* **Written instruction**: Gather every line below that contains the string “curved” and copy each one out, treating uppercase and lowercase as different.
** start Data supplied **
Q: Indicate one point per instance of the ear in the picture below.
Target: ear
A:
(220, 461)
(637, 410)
** end Data supplied **
** start Data supplied **
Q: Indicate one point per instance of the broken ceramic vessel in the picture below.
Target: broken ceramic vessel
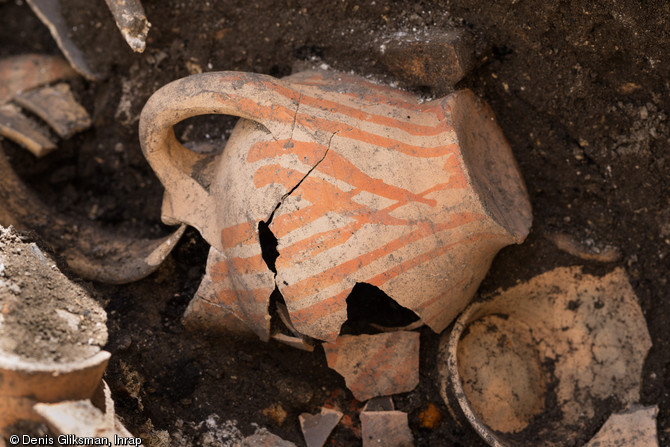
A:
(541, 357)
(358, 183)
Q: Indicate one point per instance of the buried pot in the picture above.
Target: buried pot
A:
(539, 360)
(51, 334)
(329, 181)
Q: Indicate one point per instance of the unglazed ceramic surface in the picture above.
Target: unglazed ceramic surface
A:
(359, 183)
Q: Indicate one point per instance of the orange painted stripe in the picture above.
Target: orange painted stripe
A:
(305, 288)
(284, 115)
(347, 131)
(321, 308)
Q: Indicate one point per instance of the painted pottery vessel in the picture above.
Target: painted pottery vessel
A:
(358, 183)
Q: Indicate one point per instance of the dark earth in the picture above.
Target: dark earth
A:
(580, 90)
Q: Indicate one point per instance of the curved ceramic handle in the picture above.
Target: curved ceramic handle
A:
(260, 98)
** end Data supplied **
* **Solution below**:
Q: Indicate one point per instance of the curved ceramic handle in the picture above.
Target: curved ceramic handle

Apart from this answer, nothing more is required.